BEGIN Record excerpts

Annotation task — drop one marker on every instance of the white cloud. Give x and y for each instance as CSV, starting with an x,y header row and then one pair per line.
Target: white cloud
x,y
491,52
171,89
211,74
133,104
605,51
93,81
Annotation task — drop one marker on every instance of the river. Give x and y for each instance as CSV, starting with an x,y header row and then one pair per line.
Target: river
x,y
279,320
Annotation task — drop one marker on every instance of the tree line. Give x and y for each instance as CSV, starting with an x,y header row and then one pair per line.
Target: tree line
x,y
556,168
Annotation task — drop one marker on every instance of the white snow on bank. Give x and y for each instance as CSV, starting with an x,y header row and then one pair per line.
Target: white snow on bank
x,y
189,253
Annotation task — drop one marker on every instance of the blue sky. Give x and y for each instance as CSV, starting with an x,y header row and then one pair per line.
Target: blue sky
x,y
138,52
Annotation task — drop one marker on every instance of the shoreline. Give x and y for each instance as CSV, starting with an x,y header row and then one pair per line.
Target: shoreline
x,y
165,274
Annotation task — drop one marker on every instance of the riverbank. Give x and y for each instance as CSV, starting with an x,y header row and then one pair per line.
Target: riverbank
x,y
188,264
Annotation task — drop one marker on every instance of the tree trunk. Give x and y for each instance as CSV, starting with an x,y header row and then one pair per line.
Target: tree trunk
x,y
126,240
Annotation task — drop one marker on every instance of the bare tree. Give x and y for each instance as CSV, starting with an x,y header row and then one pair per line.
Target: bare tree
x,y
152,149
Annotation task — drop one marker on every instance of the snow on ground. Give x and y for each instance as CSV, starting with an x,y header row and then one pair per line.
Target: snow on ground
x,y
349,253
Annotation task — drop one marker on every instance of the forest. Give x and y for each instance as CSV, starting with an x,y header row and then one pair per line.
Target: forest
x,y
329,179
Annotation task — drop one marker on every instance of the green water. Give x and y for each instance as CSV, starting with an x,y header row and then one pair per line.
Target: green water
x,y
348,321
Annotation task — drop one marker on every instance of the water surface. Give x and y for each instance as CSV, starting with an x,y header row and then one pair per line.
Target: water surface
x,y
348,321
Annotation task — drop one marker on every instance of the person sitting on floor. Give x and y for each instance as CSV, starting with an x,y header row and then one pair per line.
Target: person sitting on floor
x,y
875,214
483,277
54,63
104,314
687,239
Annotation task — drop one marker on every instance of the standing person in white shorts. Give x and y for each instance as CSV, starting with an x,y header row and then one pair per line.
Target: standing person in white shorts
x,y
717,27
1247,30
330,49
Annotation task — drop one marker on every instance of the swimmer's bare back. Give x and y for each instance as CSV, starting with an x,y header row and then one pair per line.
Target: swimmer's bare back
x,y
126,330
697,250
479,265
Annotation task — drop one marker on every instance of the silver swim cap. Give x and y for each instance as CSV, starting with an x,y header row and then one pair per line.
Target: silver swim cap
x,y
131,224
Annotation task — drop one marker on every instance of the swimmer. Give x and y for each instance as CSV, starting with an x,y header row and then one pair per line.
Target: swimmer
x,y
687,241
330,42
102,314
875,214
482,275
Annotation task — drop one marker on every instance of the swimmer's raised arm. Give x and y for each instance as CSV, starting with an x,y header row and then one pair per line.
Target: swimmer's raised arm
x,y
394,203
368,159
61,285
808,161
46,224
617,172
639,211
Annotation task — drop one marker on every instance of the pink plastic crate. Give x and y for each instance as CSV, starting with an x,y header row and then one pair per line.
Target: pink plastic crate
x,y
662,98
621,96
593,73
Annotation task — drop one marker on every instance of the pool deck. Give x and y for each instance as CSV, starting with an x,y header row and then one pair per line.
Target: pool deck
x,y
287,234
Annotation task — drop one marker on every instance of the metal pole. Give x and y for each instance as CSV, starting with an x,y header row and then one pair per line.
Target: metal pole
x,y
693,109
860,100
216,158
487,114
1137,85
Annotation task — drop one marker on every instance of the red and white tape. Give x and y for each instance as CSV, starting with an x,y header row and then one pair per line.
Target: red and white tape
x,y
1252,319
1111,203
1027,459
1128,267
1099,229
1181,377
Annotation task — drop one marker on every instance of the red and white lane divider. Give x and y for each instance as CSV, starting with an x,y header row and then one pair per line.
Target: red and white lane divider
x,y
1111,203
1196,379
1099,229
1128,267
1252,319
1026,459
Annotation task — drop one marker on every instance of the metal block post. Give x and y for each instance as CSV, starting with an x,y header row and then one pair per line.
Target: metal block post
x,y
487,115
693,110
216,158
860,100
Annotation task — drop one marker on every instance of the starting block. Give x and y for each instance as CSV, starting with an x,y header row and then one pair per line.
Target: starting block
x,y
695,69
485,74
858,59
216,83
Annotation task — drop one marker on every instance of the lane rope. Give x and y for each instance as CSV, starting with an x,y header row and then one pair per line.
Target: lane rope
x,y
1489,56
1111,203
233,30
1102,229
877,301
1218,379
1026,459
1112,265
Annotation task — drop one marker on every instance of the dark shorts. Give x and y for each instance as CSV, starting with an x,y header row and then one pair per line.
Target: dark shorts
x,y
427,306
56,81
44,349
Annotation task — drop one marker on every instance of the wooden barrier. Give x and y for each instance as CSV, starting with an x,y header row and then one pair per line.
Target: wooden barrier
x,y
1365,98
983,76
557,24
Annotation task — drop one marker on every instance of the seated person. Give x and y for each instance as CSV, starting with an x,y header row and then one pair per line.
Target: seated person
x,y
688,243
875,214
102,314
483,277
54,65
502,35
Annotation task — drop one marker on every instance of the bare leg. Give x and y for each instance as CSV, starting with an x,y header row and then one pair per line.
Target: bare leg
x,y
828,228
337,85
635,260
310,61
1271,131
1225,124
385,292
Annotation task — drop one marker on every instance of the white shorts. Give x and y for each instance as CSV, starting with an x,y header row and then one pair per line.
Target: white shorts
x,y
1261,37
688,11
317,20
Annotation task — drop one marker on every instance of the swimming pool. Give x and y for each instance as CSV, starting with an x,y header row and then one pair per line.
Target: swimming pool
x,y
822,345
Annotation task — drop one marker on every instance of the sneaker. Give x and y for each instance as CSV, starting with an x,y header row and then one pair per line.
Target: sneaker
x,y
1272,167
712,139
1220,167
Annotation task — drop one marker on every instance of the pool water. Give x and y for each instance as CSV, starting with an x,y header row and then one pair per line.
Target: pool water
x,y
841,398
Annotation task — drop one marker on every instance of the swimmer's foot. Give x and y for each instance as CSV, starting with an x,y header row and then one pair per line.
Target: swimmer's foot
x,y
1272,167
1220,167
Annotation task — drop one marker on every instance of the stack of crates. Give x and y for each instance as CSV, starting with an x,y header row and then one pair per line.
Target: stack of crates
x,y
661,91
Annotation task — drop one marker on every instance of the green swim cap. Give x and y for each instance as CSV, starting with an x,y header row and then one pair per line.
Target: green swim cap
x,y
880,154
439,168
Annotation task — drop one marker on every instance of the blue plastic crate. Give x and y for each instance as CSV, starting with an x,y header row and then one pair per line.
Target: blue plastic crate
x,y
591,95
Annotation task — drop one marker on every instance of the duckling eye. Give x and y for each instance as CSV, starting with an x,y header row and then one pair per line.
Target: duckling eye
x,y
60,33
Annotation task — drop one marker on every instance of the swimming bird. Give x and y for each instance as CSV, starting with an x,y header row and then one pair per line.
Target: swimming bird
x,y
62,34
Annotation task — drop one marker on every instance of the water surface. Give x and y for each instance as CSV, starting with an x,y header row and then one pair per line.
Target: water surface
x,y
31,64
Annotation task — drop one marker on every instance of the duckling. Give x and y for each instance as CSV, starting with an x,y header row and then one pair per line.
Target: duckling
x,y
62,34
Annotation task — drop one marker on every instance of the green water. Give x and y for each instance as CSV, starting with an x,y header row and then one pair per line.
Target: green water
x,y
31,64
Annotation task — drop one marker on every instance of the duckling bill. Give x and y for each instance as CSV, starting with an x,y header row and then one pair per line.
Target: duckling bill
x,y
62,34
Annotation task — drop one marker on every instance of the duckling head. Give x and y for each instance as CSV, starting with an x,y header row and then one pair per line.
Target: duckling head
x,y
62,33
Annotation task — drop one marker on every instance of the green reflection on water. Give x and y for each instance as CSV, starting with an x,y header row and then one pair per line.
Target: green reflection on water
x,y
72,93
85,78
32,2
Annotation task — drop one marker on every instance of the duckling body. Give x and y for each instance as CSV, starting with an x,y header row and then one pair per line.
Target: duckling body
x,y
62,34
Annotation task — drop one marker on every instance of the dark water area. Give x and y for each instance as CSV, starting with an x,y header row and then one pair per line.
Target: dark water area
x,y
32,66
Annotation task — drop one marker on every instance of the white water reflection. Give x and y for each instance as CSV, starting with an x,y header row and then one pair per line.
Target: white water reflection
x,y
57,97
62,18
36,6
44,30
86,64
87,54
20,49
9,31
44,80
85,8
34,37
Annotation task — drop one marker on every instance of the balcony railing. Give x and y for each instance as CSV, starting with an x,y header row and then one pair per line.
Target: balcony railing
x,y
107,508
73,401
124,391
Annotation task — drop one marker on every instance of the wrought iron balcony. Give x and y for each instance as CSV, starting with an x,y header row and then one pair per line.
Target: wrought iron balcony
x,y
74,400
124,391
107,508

END Record excerpts

> _Task instructions_:
Transcribe the lines from the first line of the records through the line that contains "of the river.", both included, and add nothing else.

> _Reply to the task_:
Annotation task — drop one marker on every instance of the white cloud. Give x and y for each instance as CSV, starting with an x,y header row and then one pair per line.
Target: white cloud
x,y
491,52
171,89
211,74
133,104
605,51
93,81
Annotation task — drop one marker on every instance of the river. Give x and y for each instance as CSV, starting with an x,y header row and then one pair per line.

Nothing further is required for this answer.